■ **Things to do**:
A: In the explanation of Haskell's Fix and fix below, which function recovers the original value from the result of the Fix data constructor?
B: Pick up the explanation of Haskell's Fix type and fix function right after its final sentence and carry it forward.

How the type `Fix` and function `fix` are same in Haskell?

Look at the kind of the type constructor Fix:

> :k Fix
Fix :: (* -> *) -> *

The type constructor Fix is what's analogous to the function fix.

The data constructor is something else. Following the explanation found in Understanding F-Algebras, Fix is an evaluator: it evaluates a term of type f (Fix f) to produce a value of type Fix f. This evaluation is lossless; you can recover the original value from the result using unFix.


Let's take the naive implementation of fix:

fix f = f (fix f)

For a function f, this creates something like the following:

f (f (f (f (f (f (f ...

The Fix newtype does the same, but for types. So if we take the type Maybe, we would want to create:

Maybe (Maybe (Maybe (Maybe (Maybe (Maybe ...

How would we create a function which constructs that type? We can first try with a type synonym:

--   fix f = f (fix f)
type Fix f = f (Fix f)

You should be able to see that this is the same as the naive implementation of fix above with some minor changes. But it's not legal Haskell!

■ **Information given**:
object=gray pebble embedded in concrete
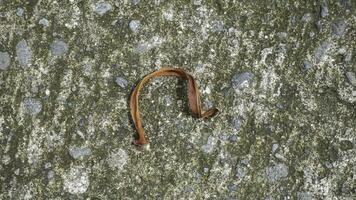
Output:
[272,143,279,153]
[231,72,254,89]
[302,13,313,23]
[45,162,52,169]
[320,1,329,18]
[63,166,89,194]
[134,36,163,54]
[297,192,313,200]
[38,18,49,27]
[236,165,248,179]
[201,136,215,153]
[47,170,54,179]
[340,140,354,151]
[331,19,346,36]
[51,39,68,56]
[314,41,331,62]
[0,52,10,70]
[108,149,129,171]
[266,163,288,183]
[303,60,312,70]
[23,98,42,115]
[16,8,24,17]
[131,0,140,5]
[346,72,356,87]
[95,2,112,16]
[232,117,241,131]
[115,76,127,88]
[129,20,141,33]
[69,147,91,159]
[16,39,32,67]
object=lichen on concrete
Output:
[0,0,356,199]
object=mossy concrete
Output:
[0,0,356,199]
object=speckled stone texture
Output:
[0,0,356,200]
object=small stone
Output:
[297,192,313,200]
[211,21,225,32]
[227,184,237,192]
[303,60,312,70]
[51,39,68,56]
[201,136,215,153]
[266,163,288,183]
[38,18,49,27]
[231,72,254,90]
[115,76,127,88]
[45,162,52,169]
[23,98,42,115]
[229,135,237,142]
[0,51,10,70]
[272,143,279,153]
[95,2,112,16]
[16,8,24,17]
[340,140,354,151]
[16,39,32,67]
[47,170,54,179]
[134,36,163,54]
[331,19,346,36]
[14,169,20,176]
[346,72,356,87]
[236,165,247,180]
[129,20,141,33]
[302,13,313,23]
[163,9,174,21]
[69,147,91,159]
[108,149,129,171]
[320,1,329,18]
[314,41,331,62]
[352,90,356,97]
[232,117,241,131]
[63,166,89,194]
[131,0,140,6]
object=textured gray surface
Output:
[0,0,356,199]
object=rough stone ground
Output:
[0,0,356,200]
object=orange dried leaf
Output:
[130,68,218,145]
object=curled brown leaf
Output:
[130,68,218,145]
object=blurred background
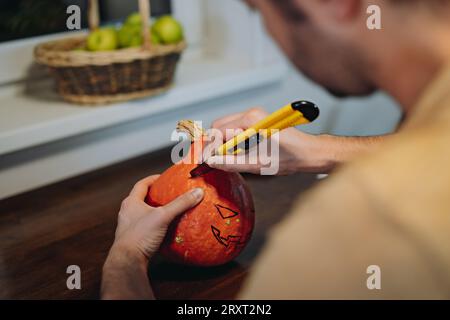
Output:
[0,0,172,42]
[0,0,401,198]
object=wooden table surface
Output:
[0,149,315,299]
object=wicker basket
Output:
[35,0,186,105]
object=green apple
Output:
[152,16,184,44]
[125,12,142,27]
[87,28,118,51]
[118,25,142,48]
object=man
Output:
[103,0,450,299]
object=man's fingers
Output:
[130,174,159,200]
[163,188,204,223]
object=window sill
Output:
[0,58,286,155]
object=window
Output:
[0,0,172,42]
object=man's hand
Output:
[207,108,384,175]
[102,176,203,299]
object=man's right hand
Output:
[207,108,387,175]
[207,108,333,175]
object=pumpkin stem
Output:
[177,120,206,141]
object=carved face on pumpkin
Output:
[148,163,254,266]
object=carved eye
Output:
[214,204,239,219]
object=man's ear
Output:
[319,0,363,21]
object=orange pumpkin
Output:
[147,121,255,266]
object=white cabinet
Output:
[0,0,398,198]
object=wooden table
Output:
[0,150,315,299]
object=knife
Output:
[190,100,320,178]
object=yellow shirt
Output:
[240,66,450,299]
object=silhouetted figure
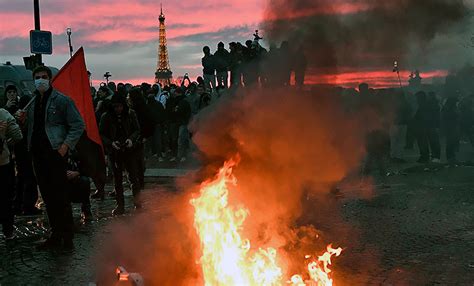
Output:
[441,97,459,164]
[292,43,308,88]
[214,42,230,88]
[459,94,474,147]
[426,92,441,163]
[243,40,258,87]
[229,42,242,87]
[99,94,141,215]
[279,41,291,86]
[201,46,216,91]
[414,91,431,163]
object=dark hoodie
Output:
[99,94,140,152]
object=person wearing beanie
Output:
[17,66,85,250]
[0,108,23,240]
[5,85,42,215]
[99,93,141,215]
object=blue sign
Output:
[30,30,53,55]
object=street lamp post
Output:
[66,28,73,58]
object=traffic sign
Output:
[30,30,53,55]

■ **Results for the exercise**:
A: unFix

B:
This is for a number of reasons: mainly, Haskell doesn't allow infinite types like the Maybe example above, and Haskell's type system is strict, in contrast to the lazy evaluation required in fix. That's why we need a newtype. New type definitions (introduced with newtype or data) allow recursion, so we take our type synonym and change it into a newtype.

type    Fix f =                f (Fix f)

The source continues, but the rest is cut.